▶ _Recorded data_
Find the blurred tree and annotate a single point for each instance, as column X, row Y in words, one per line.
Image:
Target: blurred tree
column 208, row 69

==

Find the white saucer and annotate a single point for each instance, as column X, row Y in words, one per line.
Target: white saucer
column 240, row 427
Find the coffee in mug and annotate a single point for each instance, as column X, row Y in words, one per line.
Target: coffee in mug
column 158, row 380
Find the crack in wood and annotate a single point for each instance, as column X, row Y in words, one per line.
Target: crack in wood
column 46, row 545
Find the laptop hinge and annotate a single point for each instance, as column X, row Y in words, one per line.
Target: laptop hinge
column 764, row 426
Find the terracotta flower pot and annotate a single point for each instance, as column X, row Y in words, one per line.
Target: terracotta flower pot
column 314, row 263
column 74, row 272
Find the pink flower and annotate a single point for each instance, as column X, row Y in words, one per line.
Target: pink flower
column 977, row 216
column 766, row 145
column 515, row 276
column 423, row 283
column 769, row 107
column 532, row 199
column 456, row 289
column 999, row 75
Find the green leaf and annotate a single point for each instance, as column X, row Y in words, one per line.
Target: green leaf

▶ _Exercise_
From the records above, quote only the lines running from the line with "Find the laptop" to the line with "Find the terracotta", both lines included.

▶ _Solution to the problem_
Find the laptop hinge and annotate a single point for each instance, as column X, row Y in words, one per line.
Target: laptop hinge
column 764, row 426
Find the terracotta flower pot and annotate a single point for each instance, as column X, row Y in words, one per line.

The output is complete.